— PASSAGE SHOWN —
I’m Jeff, your local pest control guy.
If you’re asking, “Are ticks active in winter around here?” you’re not crazy. You’re paying attention.
Because in New England, winter isn’t one steady block of deep-freeze. Thaws happen. Sunny 45° days show up. Some winters even toss us that weird week where the snow melts, the yard turns muddy, and everybody ends up outside anyway.
Yes—ticks can be active in winter in our area. It’s not every day, and it’s nothing like June. Still, if temperatures pop above freezing and the ground isn’t locked under hard snow or solid ice, certain ticks can wake up and go looking for a host.
If you live in Newbury, MA, those mild winter afternoons can feel like a gift. Dog walk. Quick yard cleanup. Maybe a little fresh air just because you can. Then later that night… you do a “just in case” tick check and find something you didn’t expect.
That surprise is what this is about.
Let me walk you through what’s really happening, why it happens, and what you should do about it—without turning this into a science class.
What “winter tick activity” actually means
Most people file ticks under “summer bugs.” That makes total sense. Summer is when you feel them. Shorts come out. People sit on the grass. Kids tumble around with the dog. Suddenly, you notice everything.
Winter changes the routine. Boots go on. Coats get zipped. Yards get quieter.
Ticks don’t vanish, though.

Saved entries

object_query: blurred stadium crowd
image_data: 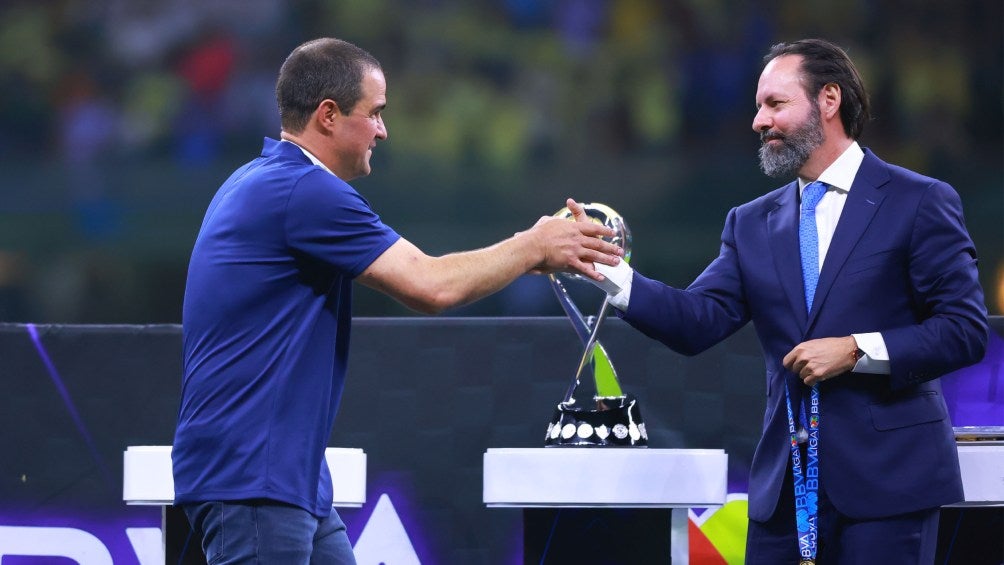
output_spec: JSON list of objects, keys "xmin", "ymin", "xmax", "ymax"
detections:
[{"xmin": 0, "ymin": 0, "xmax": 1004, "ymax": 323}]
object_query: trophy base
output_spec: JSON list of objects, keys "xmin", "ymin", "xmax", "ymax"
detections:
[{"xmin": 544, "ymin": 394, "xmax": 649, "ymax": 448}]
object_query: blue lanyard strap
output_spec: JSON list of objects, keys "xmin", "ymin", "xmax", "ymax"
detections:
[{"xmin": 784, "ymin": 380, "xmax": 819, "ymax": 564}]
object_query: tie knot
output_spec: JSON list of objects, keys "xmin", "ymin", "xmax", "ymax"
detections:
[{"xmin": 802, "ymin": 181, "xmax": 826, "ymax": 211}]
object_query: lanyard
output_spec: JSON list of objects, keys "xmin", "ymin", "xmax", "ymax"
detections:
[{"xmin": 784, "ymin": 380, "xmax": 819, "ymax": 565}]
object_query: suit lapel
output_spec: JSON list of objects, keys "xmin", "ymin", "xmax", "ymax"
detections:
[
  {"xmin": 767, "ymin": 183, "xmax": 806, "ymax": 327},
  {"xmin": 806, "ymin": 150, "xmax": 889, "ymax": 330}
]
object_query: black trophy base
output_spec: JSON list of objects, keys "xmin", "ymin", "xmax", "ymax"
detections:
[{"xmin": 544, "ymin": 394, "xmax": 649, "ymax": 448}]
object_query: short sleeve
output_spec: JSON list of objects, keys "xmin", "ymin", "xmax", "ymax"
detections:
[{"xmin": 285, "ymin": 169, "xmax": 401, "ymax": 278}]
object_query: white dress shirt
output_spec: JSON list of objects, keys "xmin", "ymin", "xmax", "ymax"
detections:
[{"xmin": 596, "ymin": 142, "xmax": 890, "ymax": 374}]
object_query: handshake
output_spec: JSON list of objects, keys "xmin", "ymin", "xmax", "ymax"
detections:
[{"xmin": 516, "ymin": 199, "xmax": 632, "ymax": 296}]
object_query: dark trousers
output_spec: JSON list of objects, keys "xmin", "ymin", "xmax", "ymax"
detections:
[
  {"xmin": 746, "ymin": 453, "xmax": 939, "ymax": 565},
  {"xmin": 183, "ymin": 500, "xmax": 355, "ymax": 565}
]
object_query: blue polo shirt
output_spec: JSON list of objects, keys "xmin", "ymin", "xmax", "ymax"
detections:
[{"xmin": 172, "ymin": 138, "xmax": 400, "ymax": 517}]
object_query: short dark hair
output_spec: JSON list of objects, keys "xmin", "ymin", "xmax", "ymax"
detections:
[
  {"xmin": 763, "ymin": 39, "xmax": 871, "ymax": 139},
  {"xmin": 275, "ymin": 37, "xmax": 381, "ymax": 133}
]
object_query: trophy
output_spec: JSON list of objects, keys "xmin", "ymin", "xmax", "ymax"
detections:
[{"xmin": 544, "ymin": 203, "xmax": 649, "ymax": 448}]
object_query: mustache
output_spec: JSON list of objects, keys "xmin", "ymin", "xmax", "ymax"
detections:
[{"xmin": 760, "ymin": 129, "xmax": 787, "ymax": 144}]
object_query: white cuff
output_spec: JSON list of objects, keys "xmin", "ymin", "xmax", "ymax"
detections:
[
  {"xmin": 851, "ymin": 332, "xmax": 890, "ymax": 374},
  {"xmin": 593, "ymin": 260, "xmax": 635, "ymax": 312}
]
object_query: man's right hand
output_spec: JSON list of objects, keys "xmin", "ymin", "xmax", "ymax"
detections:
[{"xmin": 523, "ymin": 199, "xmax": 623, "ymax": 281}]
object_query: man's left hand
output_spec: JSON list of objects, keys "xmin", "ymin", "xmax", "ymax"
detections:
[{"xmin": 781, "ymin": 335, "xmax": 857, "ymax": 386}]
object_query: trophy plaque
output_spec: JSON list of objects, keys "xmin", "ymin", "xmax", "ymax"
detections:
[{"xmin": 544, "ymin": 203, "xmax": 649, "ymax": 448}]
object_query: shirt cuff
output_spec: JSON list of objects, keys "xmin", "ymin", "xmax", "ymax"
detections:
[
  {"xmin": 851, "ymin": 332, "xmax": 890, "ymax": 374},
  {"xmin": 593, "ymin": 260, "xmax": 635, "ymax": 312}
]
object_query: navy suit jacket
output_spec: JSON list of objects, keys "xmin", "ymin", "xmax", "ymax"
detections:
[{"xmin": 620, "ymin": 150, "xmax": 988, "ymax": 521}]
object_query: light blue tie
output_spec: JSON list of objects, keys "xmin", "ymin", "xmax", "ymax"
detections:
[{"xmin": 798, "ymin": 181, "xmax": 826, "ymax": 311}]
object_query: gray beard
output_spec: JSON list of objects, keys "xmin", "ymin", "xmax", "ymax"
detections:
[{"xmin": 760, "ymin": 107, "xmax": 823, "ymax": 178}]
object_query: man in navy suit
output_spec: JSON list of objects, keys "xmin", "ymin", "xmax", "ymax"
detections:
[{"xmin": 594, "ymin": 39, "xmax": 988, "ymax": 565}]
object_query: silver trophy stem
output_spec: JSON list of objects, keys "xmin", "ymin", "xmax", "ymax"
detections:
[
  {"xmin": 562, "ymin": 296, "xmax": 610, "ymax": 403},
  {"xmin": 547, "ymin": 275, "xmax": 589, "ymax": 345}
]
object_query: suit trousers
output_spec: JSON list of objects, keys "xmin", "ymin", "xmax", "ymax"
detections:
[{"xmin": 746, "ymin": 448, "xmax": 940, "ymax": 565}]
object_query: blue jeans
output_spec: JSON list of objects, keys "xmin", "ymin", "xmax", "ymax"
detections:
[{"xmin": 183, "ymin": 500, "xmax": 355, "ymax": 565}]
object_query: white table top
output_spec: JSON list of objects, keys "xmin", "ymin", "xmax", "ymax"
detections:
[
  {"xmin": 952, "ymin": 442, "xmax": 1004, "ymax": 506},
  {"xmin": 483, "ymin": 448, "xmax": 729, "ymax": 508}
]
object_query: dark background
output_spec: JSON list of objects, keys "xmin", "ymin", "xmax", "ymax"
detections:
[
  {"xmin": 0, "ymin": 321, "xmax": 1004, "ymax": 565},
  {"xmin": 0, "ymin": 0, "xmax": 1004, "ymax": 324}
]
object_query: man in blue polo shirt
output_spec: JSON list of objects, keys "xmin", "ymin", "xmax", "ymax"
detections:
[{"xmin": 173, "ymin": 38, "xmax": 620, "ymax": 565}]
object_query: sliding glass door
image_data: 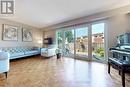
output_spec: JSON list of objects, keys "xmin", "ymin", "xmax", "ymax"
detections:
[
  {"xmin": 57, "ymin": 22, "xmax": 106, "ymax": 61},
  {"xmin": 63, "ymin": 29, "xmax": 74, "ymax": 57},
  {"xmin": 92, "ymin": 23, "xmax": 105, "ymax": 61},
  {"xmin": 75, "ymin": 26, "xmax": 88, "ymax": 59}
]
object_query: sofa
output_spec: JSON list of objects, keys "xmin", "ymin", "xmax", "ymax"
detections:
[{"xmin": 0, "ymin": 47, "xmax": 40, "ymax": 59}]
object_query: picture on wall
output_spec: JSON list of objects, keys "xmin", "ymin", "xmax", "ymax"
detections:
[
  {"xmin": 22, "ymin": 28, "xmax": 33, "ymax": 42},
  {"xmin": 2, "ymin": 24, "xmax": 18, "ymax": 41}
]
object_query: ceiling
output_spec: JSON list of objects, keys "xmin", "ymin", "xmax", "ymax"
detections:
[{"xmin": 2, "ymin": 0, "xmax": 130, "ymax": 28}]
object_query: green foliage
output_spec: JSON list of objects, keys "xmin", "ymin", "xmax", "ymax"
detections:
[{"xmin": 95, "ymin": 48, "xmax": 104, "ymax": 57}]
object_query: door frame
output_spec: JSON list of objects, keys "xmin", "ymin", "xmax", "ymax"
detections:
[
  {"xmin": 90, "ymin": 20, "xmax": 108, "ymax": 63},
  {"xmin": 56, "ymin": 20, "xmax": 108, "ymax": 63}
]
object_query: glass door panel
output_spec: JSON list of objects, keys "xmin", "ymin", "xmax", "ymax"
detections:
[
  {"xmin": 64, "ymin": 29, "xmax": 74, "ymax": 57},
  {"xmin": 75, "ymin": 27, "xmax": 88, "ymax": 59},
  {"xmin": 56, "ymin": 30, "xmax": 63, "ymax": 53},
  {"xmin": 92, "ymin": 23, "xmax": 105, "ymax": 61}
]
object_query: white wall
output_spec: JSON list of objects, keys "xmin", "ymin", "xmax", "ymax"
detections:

— EXERCISES —
#1 Transcribe the winter tick passage from "That surprise is" to "don’t vanish, though.".
#2 Translate this sentence from the winter tick passage into Spanish: "Winter changes the routine."
This material was taken from a separate source and is unrelated to the winter tick passage.

— OUTPUTS FOR THE TASKS —
#1
That surprise is what this is about.
Let me walk you through what’s really happening, why it happens, and what you should do about it—without turning this into a science class.
What “winter tick activity” actually means
Most people file ticks under “summer bugs.” That makes total sense. Summer is when you feel them. Shorts come out. People sit on the grass. Kids tumble around with the dog. Suddenly, you notice everything.
Winter changes the routine. Boots go on. Coats get zipped. Yards get quieter.
Ticks don’t vanish, though.

#2 El invierno cambia la rutina.